Énoncé:
Reprenez le texte sur l'eau comme enjeu de crise et de politiques publiques à la suite de sa dernière phrase, puis poursuivez-le dans le même registre.

======== Texte fourni

Les Nigériens ont développé un concept qui fait intervenir à la fois une dimension sécuritaire (c’est-à-dire la dimension des militaires pour protéger), des hydrogéologues, des géologues, des ingénieurs, des sociologues, etc. Leur vision est une vision multidisciplinaire qui cherche à croiser les disciplines et c’est pour cette raison que ce défi est « politiques publiques » au pluriel.

La plus-value, elle sera non seulement de penser les politiques publiques, mais de penser à la mise en œuvre des politiques publiques. C’est aujourd’hui le défi de tous les pays : l’intergouvernemental, l’interagence, la coordination entre les différentes actions. Pour traduire cet état de fait, si on devait faire un livre blanc sur l’eau et le parallèle avec ce que j’ai fait, l’eau devrait être considérée comme une priorité par tous les ministères, il faudrait remettre l’eau dans l’agenda. Le ministère de la Défense est aussi concerné par le fait que le coût du transport de l’eau pour les soldats est à plus de 50% du coût de la logistique, c’est énorme, et donc rien que ça justifie un investissement et de repenser les choses.

Si on calcule en termes de coût, vous avez un coût à ne pas investir sur la connaissance qui se traduit à terme. On prend souvent l’exemple des forages, mais celui-ci a un coût mêlé, il y a un taux d’échec d’à-peu-près 75%. Ce qu’on dit dans notre démarche, c’est qu’il faut investir sur la connaissance pour réduire le coût général, donc, il y a une réflexion sur l’économie. Pour l’eau, trouver des mécanismes de manœuvre d’application, faire un investissement ad hoc, s’interroger sur le rôle des armées au sens de la Pax Romana – pas un sens direct comme la construction d’aqueducs qu’ils avaient fait mais au sens de la contribution et du soutien des actions de développement –, faire des choix de priorités et peut-être faire un livre blanc et acter que l’eau est un enjeu de crise.

Ce qui me frappe aujourd’hui, c’est qu’on n’accepte pas de considérer que l’eau est un enjeu de crise et pour moi, il n’y a pas de crise : il y a crise et post-crise. La crise est permanente, il faut la traiter comme telle, les militaires ont l’habitude d’aller sur le terrain de crise et d’y rester 5 ou 10 ans. Donc, on intègre cette notion de durée et il y a des réponses qui peuvent être apportées dans le court, le moyen et le long terme en espérant que la cohérence des actions qu’il y a entre les trois domaines fera qu’à la fin, les choses auront progressé. Nous sommes dans la construction de cathédrales, ce sont des constructions à long terme à l’instar de ce qui s’est fait pour le canal de Provence.

Pour aller loin, je propose dans le cadre de politiques publiques de créer des « water crisis teams », des équipes de crise eau, de penser des choses, d’avoir une logique plus opérationnelle et englobante en tenant compte de toutes les dimensions. C’est le concept de « total force », que les Australiens ont utilisé, où il y a un leadership qui est assuré par certains organismes. Ce ne sont pas les militaires qui ont le leadership, ils viennent en soutien. Il y a des gens du acting, du leading et du supporting dans le monde militaire, on agit souvent avec une logique de supporters-supporting, le soutenu et le soutenant, et sur ces questions-là, il y a une vraie réflexion sur qui apporte quoi, il y a une question de structuration. Le ministère le plus concerné par les questions d’eau, c’est le ministère de l’Agriculture et je pense que c’est à lui de créer ce genre de structure, d’être le leader et d’être soutenu par les autres.

================
======== Données fournies

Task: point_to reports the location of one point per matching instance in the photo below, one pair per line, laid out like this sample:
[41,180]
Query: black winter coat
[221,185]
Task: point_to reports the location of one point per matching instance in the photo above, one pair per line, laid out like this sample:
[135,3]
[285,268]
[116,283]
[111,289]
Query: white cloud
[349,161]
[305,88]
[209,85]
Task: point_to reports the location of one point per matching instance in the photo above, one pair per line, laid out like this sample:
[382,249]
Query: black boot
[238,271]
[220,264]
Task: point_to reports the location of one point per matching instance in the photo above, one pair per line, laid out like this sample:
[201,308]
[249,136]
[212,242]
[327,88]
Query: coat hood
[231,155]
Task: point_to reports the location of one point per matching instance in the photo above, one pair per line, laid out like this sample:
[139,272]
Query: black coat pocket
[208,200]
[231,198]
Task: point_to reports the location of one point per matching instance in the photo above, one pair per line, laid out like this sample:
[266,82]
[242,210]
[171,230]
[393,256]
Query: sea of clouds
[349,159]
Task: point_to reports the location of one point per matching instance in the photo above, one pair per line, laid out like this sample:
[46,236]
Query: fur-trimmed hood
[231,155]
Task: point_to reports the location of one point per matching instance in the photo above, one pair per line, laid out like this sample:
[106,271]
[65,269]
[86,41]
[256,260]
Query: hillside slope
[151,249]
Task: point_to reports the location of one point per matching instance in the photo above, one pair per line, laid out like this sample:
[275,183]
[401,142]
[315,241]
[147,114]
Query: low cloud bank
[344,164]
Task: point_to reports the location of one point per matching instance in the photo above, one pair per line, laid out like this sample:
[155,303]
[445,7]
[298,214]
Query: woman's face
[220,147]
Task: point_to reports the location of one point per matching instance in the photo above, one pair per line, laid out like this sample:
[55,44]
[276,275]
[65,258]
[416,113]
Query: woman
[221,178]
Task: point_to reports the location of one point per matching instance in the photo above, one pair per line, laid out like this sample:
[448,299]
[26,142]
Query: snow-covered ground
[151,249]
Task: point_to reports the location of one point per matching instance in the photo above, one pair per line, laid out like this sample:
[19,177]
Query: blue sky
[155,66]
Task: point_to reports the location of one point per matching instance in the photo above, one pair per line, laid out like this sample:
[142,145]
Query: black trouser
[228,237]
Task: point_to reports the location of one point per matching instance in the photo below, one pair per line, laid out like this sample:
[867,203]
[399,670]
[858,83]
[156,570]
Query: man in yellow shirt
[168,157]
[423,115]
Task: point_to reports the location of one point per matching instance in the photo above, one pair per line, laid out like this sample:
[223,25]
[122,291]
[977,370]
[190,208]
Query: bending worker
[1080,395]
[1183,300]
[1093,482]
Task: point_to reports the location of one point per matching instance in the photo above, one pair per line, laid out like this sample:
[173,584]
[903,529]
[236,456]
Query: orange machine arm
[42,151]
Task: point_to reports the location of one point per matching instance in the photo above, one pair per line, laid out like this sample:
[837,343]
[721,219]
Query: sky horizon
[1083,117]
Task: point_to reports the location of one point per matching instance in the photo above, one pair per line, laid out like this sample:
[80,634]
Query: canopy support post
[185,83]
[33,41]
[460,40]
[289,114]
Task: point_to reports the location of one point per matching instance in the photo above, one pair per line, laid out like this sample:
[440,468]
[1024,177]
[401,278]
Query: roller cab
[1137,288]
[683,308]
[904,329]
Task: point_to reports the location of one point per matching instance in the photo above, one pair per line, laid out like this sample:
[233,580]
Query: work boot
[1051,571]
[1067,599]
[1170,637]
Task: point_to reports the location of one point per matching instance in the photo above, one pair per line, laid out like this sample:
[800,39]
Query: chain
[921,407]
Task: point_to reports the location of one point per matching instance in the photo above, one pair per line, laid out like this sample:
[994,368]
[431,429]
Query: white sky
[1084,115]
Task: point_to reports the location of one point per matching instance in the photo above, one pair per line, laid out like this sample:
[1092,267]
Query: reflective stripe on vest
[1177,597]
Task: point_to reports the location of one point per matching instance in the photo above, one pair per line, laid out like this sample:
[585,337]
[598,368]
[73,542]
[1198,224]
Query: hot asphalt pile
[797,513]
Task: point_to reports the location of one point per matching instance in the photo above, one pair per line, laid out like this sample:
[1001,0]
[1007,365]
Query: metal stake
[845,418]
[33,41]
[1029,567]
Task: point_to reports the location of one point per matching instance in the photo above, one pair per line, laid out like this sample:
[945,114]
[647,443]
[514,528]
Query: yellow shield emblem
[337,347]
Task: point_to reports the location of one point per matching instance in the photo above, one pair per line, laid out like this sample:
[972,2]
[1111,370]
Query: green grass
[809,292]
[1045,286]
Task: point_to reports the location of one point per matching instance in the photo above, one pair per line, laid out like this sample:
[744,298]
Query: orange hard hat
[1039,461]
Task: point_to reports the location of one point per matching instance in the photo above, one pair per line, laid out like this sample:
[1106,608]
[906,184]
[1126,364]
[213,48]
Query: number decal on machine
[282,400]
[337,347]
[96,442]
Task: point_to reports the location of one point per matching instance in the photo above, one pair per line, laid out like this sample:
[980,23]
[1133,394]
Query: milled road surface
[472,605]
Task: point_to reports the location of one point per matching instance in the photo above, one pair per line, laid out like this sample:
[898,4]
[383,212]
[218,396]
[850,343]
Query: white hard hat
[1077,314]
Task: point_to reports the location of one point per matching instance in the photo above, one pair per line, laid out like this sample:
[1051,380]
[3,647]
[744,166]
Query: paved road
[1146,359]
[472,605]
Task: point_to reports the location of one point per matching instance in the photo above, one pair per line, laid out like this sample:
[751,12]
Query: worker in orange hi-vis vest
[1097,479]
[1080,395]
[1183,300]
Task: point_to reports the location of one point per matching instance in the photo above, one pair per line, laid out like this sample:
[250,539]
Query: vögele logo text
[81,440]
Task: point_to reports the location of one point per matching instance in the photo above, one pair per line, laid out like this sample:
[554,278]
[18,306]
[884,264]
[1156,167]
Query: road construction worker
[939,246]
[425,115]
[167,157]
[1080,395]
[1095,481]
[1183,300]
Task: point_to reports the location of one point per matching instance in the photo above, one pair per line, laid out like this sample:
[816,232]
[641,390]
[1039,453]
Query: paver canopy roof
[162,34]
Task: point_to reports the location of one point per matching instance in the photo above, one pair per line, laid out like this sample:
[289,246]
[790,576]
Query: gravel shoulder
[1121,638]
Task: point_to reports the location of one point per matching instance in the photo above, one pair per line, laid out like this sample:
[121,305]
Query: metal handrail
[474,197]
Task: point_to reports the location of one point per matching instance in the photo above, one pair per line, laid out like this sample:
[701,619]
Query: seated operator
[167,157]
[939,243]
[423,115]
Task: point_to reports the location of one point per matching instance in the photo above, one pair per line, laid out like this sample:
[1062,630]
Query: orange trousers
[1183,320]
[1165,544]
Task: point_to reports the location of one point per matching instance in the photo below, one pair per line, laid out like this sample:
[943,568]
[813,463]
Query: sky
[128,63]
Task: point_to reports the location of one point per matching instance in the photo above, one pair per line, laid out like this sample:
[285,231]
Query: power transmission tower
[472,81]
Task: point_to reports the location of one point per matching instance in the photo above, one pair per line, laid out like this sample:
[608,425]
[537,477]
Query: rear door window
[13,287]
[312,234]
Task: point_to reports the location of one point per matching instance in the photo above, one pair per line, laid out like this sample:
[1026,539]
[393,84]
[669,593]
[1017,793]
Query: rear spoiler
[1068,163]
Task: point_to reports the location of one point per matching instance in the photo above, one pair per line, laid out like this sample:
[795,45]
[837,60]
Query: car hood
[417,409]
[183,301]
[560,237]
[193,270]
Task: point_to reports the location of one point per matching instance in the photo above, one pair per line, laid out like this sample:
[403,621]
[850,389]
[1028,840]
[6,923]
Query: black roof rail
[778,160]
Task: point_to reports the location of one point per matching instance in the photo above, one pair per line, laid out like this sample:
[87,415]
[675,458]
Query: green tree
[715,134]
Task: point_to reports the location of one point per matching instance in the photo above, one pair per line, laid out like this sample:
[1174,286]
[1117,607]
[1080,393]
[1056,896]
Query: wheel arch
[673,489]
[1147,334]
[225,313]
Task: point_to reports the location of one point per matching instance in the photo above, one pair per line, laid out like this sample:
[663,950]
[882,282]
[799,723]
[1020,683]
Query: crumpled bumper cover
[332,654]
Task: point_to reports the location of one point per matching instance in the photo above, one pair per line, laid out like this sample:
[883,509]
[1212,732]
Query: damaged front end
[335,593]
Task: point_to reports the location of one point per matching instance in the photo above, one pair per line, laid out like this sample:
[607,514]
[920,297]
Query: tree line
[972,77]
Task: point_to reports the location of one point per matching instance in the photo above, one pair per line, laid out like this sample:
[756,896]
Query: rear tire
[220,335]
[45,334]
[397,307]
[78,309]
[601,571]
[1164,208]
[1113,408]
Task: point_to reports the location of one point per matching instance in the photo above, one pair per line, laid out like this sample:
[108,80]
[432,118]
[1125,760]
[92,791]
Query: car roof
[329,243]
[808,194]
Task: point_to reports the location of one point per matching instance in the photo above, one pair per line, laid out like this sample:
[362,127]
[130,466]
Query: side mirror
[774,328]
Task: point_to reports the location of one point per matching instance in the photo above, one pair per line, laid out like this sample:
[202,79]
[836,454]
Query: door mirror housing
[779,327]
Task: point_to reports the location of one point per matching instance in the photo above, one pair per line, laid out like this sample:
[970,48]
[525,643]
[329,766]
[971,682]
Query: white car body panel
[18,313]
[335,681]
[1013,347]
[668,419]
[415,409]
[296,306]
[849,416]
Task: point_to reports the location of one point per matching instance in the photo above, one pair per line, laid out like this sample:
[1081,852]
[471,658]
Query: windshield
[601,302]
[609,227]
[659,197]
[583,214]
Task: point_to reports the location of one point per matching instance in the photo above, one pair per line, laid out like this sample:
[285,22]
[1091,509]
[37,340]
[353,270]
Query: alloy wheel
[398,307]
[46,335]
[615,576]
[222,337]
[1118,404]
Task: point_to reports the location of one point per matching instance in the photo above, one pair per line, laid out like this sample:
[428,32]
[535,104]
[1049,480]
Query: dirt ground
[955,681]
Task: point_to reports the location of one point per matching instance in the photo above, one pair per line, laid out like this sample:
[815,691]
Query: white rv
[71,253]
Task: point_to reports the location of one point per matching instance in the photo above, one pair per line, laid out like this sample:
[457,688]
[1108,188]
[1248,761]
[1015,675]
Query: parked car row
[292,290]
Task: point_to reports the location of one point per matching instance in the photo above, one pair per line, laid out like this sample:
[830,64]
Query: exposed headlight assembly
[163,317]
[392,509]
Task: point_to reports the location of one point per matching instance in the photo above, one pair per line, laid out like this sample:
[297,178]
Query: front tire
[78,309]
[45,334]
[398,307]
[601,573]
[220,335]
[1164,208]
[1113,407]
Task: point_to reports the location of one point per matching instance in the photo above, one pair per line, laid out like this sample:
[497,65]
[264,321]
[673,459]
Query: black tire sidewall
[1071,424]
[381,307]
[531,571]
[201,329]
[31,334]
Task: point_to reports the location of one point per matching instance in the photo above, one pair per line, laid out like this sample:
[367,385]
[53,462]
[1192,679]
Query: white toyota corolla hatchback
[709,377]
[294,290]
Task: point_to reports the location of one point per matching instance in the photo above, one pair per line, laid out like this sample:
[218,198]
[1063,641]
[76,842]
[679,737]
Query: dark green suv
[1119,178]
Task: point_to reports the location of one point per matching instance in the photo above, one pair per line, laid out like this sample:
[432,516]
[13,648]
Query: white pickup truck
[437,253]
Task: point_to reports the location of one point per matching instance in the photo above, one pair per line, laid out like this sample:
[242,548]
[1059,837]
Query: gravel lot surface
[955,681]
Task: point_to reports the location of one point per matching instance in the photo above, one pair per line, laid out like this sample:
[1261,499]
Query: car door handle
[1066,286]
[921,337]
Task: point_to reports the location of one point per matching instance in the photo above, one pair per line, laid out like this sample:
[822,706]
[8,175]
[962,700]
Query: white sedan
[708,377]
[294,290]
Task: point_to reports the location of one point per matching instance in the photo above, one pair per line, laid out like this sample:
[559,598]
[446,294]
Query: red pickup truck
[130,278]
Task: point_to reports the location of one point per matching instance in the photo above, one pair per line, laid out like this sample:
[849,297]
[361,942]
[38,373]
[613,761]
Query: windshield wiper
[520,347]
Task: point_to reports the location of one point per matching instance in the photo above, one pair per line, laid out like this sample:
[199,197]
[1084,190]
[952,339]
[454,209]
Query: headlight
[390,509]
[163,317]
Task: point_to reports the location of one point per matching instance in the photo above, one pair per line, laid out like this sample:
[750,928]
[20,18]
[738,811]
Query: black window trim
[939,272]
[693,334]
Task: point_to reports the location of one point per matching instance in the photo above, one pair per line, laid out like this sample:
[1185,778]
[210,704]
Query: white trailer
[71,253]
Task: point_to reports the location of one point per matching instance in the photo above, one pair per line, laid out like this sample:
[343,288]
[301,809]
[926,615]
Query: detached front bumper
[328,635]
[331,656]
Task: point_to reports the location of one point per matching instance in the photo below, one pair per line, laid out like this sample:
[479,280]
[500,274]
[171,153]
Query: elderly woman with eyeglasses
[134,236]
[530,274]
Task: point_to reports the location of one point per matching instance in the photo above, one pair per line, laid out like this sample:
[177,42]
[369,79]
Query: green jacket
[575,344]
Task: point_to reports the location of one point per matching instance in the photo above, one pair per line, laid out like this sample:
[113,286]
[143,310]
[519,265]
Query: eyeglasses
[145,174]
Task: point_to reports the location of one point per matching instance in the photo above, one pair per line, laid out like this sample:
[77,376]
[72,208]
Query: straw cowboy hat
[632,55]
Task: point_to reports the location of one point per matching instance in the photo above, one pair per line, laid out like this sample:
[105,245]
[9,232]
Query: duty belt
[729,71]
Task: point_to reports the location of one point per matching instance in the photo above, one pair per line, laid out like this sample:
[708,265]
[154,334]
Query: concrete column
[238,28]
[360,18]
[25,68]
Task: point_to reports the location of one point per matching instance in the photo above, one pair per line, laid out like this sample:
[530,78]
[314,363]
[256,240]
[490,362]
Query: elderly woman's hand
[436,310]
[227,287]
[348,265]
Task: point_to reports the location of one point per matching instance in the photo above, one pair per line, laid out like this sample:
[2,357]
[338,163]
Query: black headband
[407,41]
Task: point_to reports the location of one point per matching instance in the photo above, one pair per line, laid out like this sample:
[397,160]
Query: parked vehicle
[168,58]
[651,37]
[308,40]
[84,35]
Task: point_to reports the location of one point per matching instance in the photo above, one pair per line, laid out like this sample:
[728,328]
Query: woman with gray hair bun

================

Résultat:
LVSL – Pour la France, on imagine une structure interministérielle qui conduirait une telle politique de l’eau, mais par rapport au Sahel, admettons que des ONG ou même l’AFD investissent dans des stations de forage, vous parliez du rôle de l’armée pour notamment protéger ces stations, est-ce que ça présuppose une présence française accrue au Sahel par exemple, pour protéger les stations de forage de Boko Haram, dans le cadre où une force G5 Sahel n’est pas encore structurée. Comment vous articulez l’urgence qu’il y a à établir ces stations de forage avec l’urgence sécuritaire et la présence française ?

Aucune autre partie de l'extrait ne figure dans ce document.